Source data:

"""

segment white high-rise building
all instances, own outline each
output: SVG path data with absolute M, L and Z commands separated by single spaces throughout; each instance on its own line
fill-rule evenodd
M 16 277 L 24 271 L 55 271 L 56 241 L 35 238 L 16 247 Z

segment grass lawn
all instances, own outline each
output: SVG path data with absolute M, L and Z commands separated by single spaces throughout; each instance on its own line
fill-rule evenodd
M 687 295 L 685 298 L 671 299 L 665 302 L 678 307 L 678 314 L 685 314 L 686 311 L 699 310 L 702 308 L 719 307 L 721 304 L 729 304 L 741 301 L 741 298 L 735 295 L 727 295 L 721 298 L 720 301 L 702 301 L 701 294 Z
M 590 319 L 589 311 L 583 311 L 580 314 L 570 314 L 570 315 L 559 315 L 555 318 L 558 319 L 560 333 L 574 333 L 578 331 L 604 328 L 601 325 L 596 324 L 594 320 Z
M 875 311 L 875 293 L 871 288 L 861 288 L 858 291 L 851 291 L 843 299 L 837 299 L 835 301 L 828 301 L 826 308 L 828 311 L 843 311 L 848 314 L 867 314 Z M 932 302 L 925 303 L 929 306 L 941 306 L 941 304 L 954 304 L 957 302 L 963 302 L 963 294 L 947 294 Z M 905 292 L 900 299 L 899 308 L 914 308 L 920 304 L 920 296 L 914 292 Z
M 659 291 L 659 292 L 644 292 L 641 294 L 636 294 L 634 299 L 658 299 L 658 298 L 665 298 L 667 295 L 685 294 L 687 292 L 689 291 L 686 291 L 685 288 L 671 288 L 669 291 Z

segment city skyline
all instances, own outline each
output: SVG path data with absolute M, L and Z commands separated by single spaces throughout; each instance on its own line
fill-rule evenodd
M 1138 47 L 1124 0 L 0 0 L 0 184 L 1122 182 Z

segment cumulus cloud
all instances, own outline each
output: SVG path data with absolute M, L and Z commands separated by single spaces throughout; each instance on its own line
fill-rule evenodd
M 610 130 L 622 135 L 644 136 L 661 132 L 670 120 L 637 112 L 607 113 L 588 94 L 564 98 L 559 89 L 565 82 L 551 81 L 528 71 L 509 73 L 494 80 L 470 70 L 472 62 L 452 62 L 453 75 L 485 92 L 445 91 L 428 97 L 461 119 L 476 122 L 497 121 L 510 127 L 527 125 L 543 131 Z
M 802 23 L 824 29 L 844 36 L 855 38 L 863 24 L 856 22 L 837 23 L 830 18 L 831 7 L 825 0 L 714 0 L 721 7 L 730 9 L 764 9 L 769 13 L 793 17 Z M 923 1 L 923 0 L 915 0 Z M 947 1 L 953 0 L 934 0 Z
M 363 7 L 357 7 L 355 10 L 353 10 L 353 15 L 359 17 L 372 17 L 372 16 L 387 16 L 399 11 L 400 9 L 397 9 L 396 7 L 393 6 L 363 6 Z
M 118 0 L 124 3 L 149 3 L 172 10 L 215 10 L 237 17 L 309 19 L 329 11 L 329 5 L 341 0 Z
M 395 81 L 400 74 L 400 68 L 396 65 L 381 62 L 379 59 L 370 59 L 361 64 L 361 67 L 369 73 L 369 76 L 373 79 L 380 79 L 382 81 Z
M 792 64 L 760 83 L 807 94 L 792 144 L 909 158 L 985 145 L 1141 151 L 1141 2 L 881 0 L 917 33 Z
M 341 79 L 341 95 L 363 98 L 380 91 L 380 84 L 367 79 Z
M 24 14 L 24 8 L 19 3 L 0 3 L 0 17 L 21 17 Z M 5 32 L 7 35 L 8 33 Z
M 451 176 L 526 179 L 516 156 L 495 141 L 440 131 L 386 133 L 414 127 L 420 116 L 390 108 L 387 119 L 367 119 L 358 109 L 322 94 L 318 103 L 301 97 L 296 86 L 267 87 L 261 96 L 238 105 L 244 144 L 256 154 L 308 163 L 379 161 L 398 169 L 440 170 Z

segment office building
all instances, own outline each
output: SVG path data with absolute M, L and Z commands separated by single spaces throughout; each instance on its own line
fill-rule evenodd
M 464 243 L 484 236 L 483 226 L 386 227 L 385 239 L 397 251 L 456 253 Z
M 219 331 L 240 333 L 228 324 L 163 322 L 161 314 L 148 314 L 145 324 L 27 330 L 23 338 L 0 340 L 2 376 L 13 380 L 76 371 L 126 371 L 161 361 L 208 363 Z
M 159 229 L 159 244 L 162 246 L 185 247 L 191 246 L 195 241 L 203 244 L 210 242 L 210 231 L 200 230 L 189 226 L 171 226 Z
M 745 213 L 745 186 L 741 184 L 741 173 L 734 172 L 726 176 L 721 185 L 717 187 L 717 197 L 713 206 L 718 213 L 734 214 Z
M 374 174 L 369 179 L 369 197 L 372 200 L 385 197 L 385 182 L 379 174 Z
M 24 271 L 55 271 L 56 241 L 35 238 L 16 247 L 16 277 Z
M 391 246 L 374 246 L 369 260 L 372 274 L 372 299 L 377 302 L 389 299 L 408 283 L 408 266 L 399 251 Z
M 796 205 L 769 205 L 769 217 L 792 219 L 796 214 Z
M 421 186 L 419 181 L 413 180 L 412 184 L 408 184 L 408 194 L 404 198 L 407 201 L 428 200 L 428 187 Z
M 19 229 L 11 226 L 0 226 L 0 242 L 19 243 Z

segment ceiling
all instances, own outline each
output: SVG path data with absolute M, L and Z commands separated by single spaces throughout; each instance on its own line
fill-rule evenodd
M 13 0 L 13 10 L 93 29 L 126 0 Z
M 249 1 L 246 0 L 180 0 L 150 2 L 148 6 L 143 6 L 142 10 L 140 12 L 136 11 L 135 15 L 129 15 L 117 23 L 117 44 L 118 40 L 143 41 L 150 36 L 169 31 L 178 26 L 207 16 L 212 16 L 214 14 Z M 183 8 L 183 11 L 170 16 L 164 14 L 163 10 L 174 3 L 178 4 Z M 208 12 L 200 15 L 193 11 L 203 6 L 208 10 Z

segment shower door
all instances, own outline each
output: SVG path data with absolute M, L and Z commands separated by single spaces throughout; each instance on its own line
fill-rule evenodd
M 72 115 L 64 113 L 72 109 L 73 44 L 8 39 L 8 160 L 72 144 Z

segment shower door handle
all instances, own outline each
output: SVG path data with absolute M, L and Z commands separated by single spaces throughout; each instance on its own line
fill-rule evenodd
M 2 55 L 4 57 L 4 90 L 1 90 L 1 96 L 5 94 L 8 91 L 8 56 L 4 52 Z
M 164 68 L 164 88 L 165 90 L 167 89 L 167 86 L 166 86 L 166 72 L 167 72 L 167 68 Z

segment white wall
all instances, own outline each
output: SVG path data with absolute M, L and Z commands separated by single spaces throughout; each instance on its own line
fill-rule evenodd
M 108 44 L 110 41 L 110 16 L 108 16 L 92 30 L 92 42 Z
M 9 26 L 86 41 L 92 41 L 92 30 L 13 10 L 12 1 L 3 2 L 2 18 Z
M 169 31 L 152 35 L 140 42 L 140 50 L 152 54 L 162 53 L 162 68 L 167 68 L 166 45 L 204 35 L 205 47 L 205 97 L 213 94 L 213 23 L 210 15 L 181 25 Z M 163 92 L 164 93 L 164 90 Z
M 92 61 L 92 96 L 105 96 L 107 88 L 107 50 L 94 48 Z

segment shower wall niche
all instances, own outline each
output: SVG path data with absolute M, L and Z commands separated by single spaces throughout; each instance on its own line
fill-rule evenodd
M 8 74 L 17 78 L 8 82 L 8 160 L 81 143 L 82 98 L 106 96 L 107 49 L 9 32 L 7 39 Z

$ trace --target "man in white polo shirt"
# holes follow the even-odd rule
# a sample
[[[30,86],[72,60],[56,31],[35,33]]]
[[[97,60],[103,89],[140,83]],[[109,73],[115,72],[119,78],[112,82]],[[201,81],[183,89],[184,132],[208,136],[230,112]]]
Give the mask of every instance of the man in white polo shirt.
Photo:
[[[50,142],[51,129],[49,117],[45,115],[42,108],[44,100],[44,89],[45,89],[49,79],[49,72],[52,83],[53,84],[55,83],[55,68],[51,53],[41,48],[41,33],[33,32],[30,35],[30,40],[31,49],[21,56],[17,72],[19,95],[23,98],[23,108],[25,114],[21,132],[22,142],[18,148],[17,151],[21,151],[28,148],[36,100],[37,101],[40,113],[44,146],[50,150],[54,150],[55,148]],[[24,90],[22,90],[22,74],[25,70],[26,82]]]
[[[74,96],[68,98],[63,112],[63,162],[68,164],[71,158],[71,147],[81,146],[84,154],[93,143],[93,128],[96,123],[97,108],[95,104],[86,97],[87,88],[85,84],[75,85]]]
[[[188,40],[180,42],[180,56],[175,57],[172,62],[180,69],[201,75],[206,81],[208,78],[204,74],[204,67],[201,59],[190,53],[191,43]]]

"""

Task statement
Render the lines of the source data as a Markdown table with the columns Row and Line, beginning at the line containing "segment white wall" and running through the line containing "M 9 26 L 86". Leave out any blank lines.

Result
| Row | Line |
|---|---|
| 1 | segment white wall |
| 2 | all instances, own outline each |
| 3 | output: SVG path data with absolute M, L and Z commands separated by single spaces throughout; each instance on its own line |
| 4 | fill-rule evenodd |
| 5 | M 108 44 L 110 41 L 110 16 L 108 16 L 92 30 L 92 42 Z |
| 6 | M 9 26 L 86 41 L 92 41 L 92 30 L 13 10 L 12 1 L 3 2 L 2 18 Z |